Gösterilen Metin:
──────────
Haçlı Seferleri bitmedi.
Bitmeyecektir de…
Batıl ile Hak mücadelesi ilelebet sürecektir.
Haçlı Seferlerinin kökenine biraz gidilmek gerekirse; Avrupa Katolik Hıristiyanlarının Müslümanların yaşadığı Orta Doğu coğrafyasında bulunan kutsal topraklar üzerine Papa´nın talepleri ve vaatleri üzerine saldırılar düzenlediler.
Bu saldırıları 1096-1272 yılları arasında Kutsal Topraklar üzerinde askeri ve siyasi gücü ele geçirmek ve kontrolü elde tutmak amacıyla bu düzenlediler.
Kutsal Topraklar…
Musevilik, Hıristiyanlık ve İslam için önem arz eden topraklar…
Günümüzde İsrail ve Filistin´in bulunduğu ve adeta kan gölüne dönen topraklar…
Arz-I Mev´ud yani Va´dedilmiş yer, va´edilmiş topraklar; Hz. İbrahim ve onun soyundan gelenlere verileceği va´dedilen topraklar. Kur´an-ı Kerîm´de “Bereketli arz” olarak geçmektedir. (el-Enbiyâ, 21/71)
Hz. Musa (AS.)´nın sözleriyle Allah´ın İsrailoğullarına mukaddes kıldığı belde bildirilmiş ise de bunun neresi olduğu kesin olarak bilinmemektedir. Ken´an ili olarak bilinen yer Filistin, Şam, Ürdün´deki Ken´an bölgesi yahut Kudüs şehri midir, bu hususta kesin bir bilgiye olunmadığı belirtiliyor. Ancak o dönemlerde bu bölgede büyük bir devlet hüküm sürdüğünden, israiloğulları buraya gelmek istememişler, bunun için de Hz. Musa´ya: “Git sen ve Rabbin, savaşınız; biz buracıkta oturacağız” demişlerdi. (el-Mâide, 5/24)
──────────
Veri Özeti:

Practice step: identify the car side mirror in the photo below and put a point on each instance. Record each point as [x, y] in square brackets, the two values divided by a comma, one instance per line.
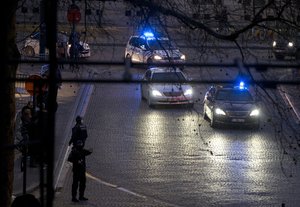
[210, 98]
[143, 47]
──────────
Çözülecek Sorular:
1. Şu ifadelerin Haçlı Seferleri metniyle uyuşup uyuşmadığını evet ya da hayır diye belirtin ve her birinde karar verdiren sözleri metinden aynen aktarın: (a) Saldırılar 1096-1272 yılları arasında düzenlenmiştir. (b) Vaat edilen toprakların tam olarak neresi olduğu kesin biçimde bilinmektedir. (c) İsrailoğulları o bölgeye gitmeyi istemiştir.
2. Haçlı Seferleri metnini son cümlesinin ardından birkaç cümleyle sürdürün.
Buradaki materyalin Haçlı Seferleri metniyle hiçbir ilgisi yoktur.

Alıştırma Sonuçları:
1.
(a) Evet: "Bu saldırıları 1096-1272 yılları arasında"
(b) Hayır: "bunun neresi olduğu kesin olarak bilinmemektedir"
(c) Hayır: "israiloğulları buraya gelmek istememişler"

2.
Bundan sonra İsrailoğulları´nın buraya gidemeyeceği, ancak bu bölgeye salih kulların mirasçı olacakları Hz. Dâvud‘a vahyedilen Zebur‘da belirtilmiştir: “Andolsun ki biz zikir (Tevrat)´dan sonra (Davud´a indirilen) Zebûr´da yazdık ki. “Arz´a (arz-ı Mev´ud ‘a) benim salih kullarım varis olur.”(el-Enbiyâ, 21/105).
Bütün mesele Salih kullardır. İfsat edilmilşler, Hak yoldan çıkmışlar, azıp sapmışlar, sapıtmışlar değildir.
Tarihten akıp gelen bu durum günümüzde de halen devam ediyor.
Birçok dinin doğduğu bu topraklar, Haçlı Seferlerinin yapılmasına sebep olmuştur, günümüzde de Arap-İsrail gerginliğine sebep olmaktadır.
Batılıların dost görünmeleri hiçbir şey ifade etmemektedir. İkiyüzlü haçlı dünyası bir yandan küstahça açıklamalarda bulunurken diğer yandan da ‘dost ve müttefik´ ülkeyiz mesajları verilmektedir.
Bunun için ülkemiz her yönden her açıdan gizli ve açık alçakça saldırılarla karşı karşıyadır.
Haçlıların en büyük hedefi Türkiye´dir. Bizlerin yapacağı şey niyetlerini okumak, attıkları adımları takip etmek ve duruma göre strateji geliştirmektir.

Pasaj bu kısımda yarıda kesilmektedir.